**Work instruction**. Can you pick up the text below on health problems blamed on overhydration and continue it from where it stops?

**Text block**.
┌──

Kidney disease: It doesn’t take a medical degree to understand that kidneys pumping two, three, four or five times more water than normal will wear out faster. (The resources of our internal organs was determined by evolution long before Coke, Pepsi, and bud came on the scene.) Kidney stones in particular are associated with calcium deficiencies that may result from either a deficiency in one’s diet or from loss related to overhydration.
Urinary Disorders: Urinary infections are a common side effect of overhydration. With too many carbs and too much water in the system, urine alkalinity drops, acidity goes up, and the bladder and urethra become hospitable to pathogenic bacteria, which have an affinity for an acidic environment. Elevated glucose in the urine from too many dietary carbohydrates greatly stimulates these infections by providing plentiful feed for pathogens – a warm, dark bladder becomes just as hospitable to bacteria as a sweet-and-sour Petri dish.
Digestive disorders: the more you drink right before, during, or within the first few hours after a meal, the more difficult and time-consuming digestion becomes, because it requires correspondingly more hydrochloric acid and digestive enzymes to bring their concentration up to the optimal level. The high volume of liquid in the stomach is prone to causing heartburn, which results from the spillage of acidified content into the unprotected esophagus. Indigestion, or delayed digestion (gastroparesis) causes gastritis – an inflammation of the stomach’s mucosa, which may eventually lead to ulcers. Chronic indigestion may also result from a chloride deficiency, especially when excess water consumption is accompanied by reduced or salt-free diet.
Digenerative Bone Disease: a loss of minerals in general, calcium in particular. Leads to bone softening – osteomalacia in adults, scoliosis in young adults, and rickets in children. (Osteoporosis is a bone tissue disease, and not a mineral deficiency condition, as mistakenly thought by most people, including most medical professionals. A loss of bone tissue – collagen that makes up the bone matrix – leads to bone brittleness, not softness, as from the loss of minerals.)

└──

**Data for analysis**.
┌──

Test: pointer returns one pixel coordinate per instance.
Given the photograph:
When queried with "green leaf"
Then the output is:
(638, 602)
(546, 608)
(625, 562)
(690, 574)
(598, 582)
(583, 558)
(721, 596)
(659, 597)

└──

**Task result**.
Premature aging: Facial bones determine our overall appearance and create a perception of age that no makeup or plastic surgery can hide. Because of a comparatively low physical load, facial bones experience the fastest loss of bone tissue and minerals.
Muscular disorders: Calcium and magnesium are key regulators of muscle contractions . A deficiency of these two minerals is broadly associated with fibromyalgia, fatigue, cramps, tremors, involuntary flinching, and many other conditions that affect not just body muscles, but also the eyes, blood vessels, intestines, heart, womb, and all other organs that are controlled by the muscles.
Unstable blood Pressure: Hypertension and hypotension naturally follow water binges. First, as the volume of blood plasma increases from absorbed water, blood pressure rises. As long as the kidneys remain healthy, the excess is quickly removed, along with the minerals. As the minerals become depleted, the volume of plasma goes down in order to maintain its chemical stability, and low blood pressure sets in.
Back in the 90's I had an 'incurable' disorder called IBS which this book covers in detail but that had nothing to do with why I read it. I wasn't searching for information about IBS because I completely recovered from the 'incurable' disorder over ten years ago by eliminating grains from my diet and reducing my water consumption. The doctors, on the other hand, had recommended that I eat refined carbohydrates for their 'digestability', drink plenty of water and take prescription drugs for the rest of my life. I wonder now if the drugs where made from corn and manufactured by the Department of Agriculture.
No it's not why I read the book. Frankly, aren't we all just looking just for a compelling page-turner that leaves us peering into toilet bowls for the rest of our days and dumping factoids about feces at dinner parties? Oh, that explains it.